> **Text section**
Sunday, November 06, 2011

burning bush (Exodus 3 and 4), mission, call, creativity and Advent

I’ve been sitting for the last few months with the call of Moses in Exodus 3 and 4. A few months ago I heard it told well as a children’s story and really hit me. First, mission and the importance of beginning with our ears on. Second, call and what it means for me to respond to God’s call by simply giving my “staff” – my gifts, talents, experiences.

Over the weekend, as a way of trying to dwell further on the text, I googled burning bush icons. (I’m just about to finish an icon (another pioneer Jesus), so I’m beginning to feel my way toward my next icon project.) I could only find about four and one, was most intriguing. It is titled the Theotokos of the Unburnt Bush. (More here)

Mary is surrounded by the flames. She literally sits in the middle of the burning bush, while Jesus sits in the middle of Mary! I like how small Moses is, off and to the side, and the little angels up top, doing their spiritual play!

Textually, much of Jesus in the Gospels, especially in Matthew, is framed as the new Moses, leading a new Exodus. Thus visually, a burning bush icon that references Jesus is very Biblically astute.

What struck me was how visually it connects for me with that superb Advent icon, the Theotokos Orans icon.

> **Stored rows**
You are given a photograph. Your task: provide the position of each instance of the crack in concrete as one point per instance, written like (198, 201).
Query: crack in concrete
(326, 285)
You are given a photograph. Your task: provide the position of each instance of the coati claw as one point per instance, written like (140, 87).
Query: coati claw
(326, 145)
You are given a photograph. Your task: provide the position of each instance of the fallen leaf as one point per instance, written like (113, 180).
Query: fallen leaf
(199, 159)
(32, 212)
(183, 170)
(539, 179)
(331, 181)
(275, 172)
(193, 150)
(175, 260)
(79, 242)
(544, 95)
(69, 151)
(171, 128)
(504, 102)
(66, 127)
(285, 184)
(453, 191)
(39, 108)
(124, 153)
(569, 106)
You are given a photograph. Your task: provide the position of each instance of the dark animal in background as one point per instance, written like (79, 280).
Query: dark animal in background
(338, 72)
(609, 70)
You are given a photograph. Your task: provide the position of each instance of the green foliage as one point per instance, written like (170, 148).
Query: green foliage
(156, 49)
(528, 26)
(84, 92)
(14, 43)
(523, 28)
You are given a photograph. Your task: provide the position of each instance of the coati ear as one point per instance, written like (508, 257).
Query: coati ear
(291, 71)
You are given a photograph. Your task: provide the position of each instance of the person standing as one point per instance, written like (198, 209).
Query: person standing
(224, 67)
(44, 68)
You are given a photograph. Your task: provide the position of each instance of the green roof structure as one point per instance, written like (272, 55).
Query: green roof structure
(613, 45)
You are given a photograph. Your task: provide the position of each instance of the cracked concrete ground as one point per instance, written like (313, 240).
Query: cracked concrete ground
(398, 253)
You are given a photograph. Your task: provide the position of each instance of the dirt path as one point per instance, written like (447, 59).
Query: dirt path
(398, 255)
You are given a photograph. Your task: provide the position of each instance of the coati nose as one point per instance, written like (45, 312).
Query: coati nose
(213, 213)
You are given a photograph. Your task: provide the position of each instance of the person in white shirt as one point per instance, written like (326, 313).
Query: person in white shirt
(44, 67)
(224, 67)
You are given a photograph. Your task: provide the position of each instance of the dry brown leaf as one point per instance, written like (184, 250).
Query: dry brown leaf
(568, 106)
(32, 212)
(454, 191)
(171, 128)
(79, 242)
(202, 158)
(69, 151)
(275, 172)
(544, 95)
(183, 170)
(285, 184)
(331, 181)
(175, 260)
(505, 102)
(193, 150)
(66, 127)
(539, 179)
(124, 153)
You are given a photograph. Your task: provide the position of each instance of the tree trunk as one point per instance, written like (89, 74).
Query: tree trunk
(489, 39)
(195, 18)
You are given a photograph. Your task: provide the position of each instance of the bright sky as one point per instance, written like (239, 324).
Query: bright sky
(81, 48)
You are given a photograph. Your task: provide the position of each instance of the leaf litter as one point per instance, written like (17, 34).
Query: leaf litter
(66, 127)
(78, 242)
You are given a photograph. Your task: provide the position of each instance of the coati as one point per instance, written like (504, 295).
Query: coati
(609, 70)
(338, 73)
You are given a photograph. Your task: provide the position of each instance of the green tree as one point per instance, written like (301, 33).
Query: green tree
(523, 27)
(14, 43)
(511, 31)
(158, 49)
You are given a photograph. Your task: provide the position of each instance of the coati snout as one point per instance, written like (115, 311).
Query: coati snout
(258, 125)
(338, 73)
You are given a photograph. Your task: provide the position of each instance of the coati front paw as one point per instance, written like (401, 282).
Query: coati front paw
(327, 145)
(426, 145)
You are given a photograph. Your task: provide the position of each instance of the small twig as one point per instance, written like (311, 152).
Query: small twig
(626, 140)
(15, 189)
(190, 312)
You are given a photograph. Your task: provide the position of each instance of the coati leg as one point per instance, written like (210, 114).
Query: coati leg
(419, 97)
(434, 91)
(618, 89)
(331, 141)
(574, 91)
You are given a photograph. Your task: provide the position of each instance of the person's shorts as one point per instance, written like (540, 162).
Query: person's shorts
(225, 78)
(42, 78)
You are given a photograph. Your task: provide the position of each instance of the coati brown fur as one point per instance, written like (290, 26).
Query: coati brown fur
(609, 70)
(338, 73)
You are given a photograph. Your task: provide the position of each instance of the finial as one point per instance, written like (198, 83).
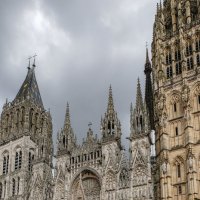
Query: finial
(29, 62)
(34, 60)
(89, 125)
(131, 107)
(110, 108)
(67, 115)
(139, 100)
(147, 53)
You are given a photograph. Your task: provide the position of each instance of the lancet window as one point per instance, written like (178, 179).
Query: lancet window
(18, 159)
(5, 163)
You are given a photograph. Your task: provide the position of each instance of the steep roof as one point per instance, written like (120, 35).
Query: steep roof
(29, 89)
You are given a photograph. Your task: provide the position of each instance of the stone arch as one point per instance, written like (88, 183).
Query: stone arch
(86, 185)
(195, 97)
(175, 102)
(123, 178)
(179, 169)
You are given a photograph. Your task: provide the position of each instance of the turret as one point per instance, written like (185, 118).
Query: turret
(149, 91)
(139, 120)
(66, 138)
(110, 124)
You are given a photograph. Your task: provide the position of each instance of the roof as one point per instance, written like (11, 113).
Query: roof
(29, 89)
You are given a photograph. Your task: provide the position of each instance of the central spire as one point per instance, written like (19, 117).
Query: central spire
(67, 116)
(29, 89)
(139, 101)
(110, 108)
(110, 124)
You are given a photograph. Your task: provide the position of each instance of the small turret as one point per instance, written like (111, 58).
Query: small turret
(149, 91)
(138, 115)
(110, 124)
(66, 138)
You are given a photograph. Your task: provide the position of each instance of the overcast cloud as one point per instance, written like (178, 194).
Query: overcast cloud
(83, 46)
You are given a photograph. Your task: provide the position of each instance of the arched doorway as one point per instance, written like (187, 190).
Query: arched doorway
(86, 186)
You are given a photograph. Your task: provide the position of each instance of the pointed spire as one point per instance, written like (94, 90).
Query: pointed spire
(147, 55)
(110, 108)
(147, 67)
(34, 61)
(29, 89)
(149, 90)
(67, 116)
(139, 101)
(131, 108)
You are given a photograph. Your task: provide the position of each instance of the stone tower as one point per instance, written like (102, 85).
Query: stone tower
(26, 145)
(140, 166)
(96, 168)
(176, 77)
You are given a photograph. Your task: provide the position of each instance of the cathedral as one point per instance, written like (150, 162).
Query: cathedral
(164, 141)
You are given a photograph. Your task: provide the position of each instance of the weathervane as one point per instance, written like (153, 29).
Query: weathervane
(89, 125)
(29, 58)
(34, 60)
(146, 44)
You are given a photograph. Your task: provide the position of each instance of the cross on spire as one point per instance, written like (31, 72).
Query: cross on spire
(34, 60)
(146, 44)
(29, 62)
(89, 125)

> **Task description**
Write the next part of the blog post about the burning bush icon and Advent, starting right after its last sentence.

> **Output of the task**
Toward the end of last year, leading into Advent, I spent much time reflecting on the Orans icon and the implications for mission, church and pioneer leadership (here and here).

So there is something intuitive here for me, about the need to take of shoes for we stand on holy ground, about the mission of Moses as a forerunner of the mission of Jesus, about refinement, about possibilities.

Yes, I think I know what my next icon might be!

Posted by steve at 06:00 PM


  1. The angels reference this bit of Revelations 8:

    3 And another angel came and stood at the altar with a golden censer; and he was given much incense to mingle with the prayers of all the saints upon the golden altar before the throne;

    Comment by Christian — March 24, 2012 @ 12:17 am

  2. Do you know who wrote the one with Moses in the corner?

    Comment by Christian — March 24, 2012 @ 12:21 am

  3. Christian, there are lots of references to angels in Scriptures, so I’m curious as to why you link it so strongly to Revelation 8. Could it not be the angels in Luke 1 , that announce the birth of Christ and John? That would certainly link with the Mary figure, and the presence of the Christ within.

    In terms of “authorship” – it is rare for icons authors to name themselves – they see themselves pointing toward God and the church, rather than being individually creative.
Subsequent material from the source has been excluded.